* [Exercise objective]
Print the material underneath in full, keeping every line exactly as it is.

* [The input]

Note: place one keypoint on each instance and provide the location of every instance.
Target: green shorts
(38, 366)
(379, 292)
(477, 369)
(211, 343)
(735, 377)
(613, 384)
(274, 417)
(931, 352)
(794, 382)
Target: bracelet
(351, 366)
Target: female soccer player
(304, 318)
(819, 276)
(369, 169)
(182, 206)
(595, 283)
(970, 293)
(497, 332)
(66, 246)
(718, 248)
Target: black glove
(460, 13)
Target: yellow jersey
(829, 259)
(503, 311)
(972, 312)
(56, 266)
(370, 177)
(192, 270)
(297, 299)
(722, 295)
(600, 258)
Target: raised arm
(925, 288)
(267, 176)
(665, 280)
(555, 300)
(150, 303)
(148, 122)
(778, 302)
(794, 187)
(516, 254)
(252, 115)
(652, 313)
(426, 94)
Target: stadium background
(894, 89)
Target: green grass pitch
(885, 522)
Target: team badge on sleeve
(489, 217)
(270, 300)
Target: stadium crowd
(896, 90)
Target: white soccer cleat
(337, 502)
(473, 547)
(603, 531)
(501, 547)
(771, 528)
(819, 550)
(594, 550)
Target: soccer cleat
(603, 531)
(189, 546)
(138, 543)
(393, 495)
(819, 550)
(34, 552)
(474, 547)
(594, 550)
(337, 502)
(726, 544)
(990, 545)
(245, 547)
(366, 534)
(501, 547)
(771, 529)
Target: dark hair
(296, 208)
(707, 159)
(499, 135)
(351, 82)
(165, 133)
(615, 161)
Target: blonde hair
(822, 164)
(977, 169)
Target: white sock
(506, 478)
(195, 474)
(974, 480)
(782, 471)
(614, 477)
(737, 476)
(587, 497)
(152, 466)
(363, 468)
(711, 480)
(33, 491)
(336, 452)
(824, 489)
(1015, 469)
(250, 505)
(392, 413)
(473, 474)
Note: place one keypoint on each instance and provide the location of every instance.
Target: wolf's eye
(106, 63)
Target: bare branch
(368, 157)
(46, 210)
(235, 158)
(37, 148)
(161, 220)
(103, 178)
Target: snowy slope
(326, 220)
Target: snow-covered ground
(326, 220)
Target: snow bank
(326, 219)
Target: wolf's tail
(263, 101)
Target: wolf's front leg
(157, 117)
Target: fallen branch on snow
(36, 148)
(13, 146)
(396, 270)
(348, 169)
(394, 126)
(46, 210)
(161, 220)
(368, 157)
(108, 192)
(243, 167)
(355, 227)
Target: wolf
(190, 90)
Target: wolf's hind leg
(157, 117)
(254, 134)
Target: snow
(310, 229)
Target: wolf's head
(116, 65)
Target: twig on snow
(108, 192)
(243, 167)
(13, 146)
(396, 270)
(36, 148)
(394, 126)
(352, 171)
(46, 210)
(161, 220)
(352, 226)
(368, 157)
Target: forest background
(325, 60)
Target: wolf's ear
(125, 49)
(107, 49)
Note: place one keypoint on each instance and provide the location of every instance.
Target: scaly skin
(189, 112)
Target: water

* [Response to this task]
Note: place one keypoint on each instance and provide the location of every instance.
Target: green shorts
(38, 366)
(379, 292)
(477, 369)
(211, 343)
(735, 377)
(613, 384)
(274, 417)
(931, 352)
(794, 382)
Target: bracelet
(351, 366)
Target: female soccer player
(304, 318)
(819, 276)
(369, 169)
(182, 206)
(595, 283)
(970, 293)
(497, 332)
(66, 246)
(718, 248)
Target: black glove
(460, 13)
Target: yellow jersey
(829, 259)
(503, 311)
(972, 312)
(56, 266)
(370, 177)
(192, 270)
(297, 299)
(722, 295)
(600, 258)
Target: raised arm
(925, 288)
(267, 176)
(665, 280)
(555, 300)
(150, 303)
(148, 122)
(778, 302)
(794, 187)
(516, 254)
(252, 115)
(652, 313)
(426, 94)
Target: stadium background
(894, 89)
Target: green grass pitch
(885, 522)
Target: team badge on sleeve
(489, 217)
(270, 300)
Target: stadium crowd
(896, 90)
Target: white soccer cleat
(337, 502)
(473, 547)
(603, 531)
(501, 547)
(771, 528)
(819, 550)
(594, 550)
Target: soccer cleat
(603, 531)
(189, 546)
(138, 543)
(393, 495)
(819, 550)
(34, 552)
(474, 547)
(594, 550)
(337, 502)
(726, 544)
(990, 545)
(245, 547)
(366, 534)
(501, 547)
(771, 529)
Target: dark hair
(296, 208)
(707, 159)
(499, 135)
(351, 82)
(165, 133)
(615, 161)
Target: blonde hair
(822, 164)
(977, 169)
Target: white sock
(506, 478)
(195, 474)
(974, 480)
(782, 471)
(614, 477)
(737, 476)
(587, 497)
(152, 466)
(363, 468)
(711, 480)
(33, 491)
(336, 452)
(824, 489)
(1015, 469)
(250, 505)
(392, 413)
(473, 474)
Note: place one keypoint on each instance and provide the location of every instance.
Target: wolf's eye
(106, 63)
Target: bare branch
(368, 157)
(46, 210)
(235, 158)
(37, 148)
(161, 220)
(103, 178)
Target: snowy slope
(326, 220)
Target: snow-covered ground
(326, 220)
Target: snow bank
(326, 219)
Target: wolf's tail
(263, 101)
Target: wolf's front leg
(157, 117)
Target: fallen branch on snow
(36, 148)
(13, 146)
(396, 270)
(348, 169)
(394, 126)
(46, 210)
(161, 220)
(368, 157)
(108, 192)
(243, 167)
(355, 227)
Target: wolf
(190, 90)
Target: wolf's hind leg
(157, 117)
(254, 134)
Target: snow
(310, 229)
Target: wolf's head
(116, 65)
Target: twig on snow
(108, 192)
(243, 167)
(13, 146)
(396, 270)
(36, 148)
(394, 126)
(352, 171)
(46, 210)
(161, 220)
(352, 226)
(368, 157)
Target: forest background
(325, 60)
Target: wolf's ear
(125, 49)
(107, 49)
Note: place one keypoint on each instance and provide the location of every instance.
Target: scaly skin
(189, 112)
Target: water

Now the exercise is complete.